## Start

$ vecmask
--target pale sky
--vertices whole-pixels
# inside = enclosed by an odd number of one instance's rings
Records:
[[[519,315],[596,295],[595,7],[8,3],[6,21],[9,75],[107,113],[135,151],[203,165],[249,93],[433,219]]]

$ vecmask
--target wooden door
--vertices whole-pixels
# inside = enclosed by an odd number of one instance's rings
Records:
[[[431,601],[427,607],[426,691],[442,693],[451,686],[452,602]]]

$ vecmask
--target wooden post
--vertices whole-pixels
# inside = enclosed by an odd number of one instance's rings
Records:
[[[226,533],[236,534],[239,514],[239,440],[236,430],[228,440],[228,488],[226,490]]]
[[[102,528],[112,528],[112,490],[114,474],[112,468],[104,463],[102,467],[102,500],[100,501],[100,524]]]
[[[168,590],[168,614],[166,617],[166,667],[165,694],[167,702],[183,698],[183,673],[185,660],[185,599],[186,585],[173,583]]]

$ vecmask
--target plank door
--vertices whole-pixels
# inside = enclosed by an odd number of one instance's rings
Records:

## End

● **WORK REQUIRED**
Can you copy out every line of the records above verbatim, changing nothing?

● **THE RESULT**
$ vecmask
--target pale sky
--vertices whole-pixels
# inside = enclosed by an odd number of one instance's rings
Records:
[[[519,315],[596,295],[595,7],[8,3],[6,21],[9,75],[107,113],[135,151],[203,165],[249,93],[433,219]]]

$ vecmask
--target wooden door
--vertices whole-pixels
# inside = enclosed by an odd number of one instance's rings
Records:
[[[431,601],[427,607],[426,691],[442,693],[451,686],[452,602]]]

$ vecmask
--target wooden post
--vertices whole-pixels
# inside = enclosed by an odd number of one instance's rings
Records:
[[[226,533],[236,534],[239,514],[239,440],[236,430],[228,440],[228,488],[226,490]]]
[[[102,528],[112,528],[112,490],[114,474],[112,468],[104,463],[102,467],[102,500],[100,501],[100,524]]]
[[[168,590],[168,614],[166,617],[166,667],[165,694],[167,702],[183,698],[183,673],[185,660],[185,599],[186,585],[173,583]]]

$ vecmask
--target plank door
--vertices whole-pixels
# inside = enclosed by an odd number of one instance's rings
Records:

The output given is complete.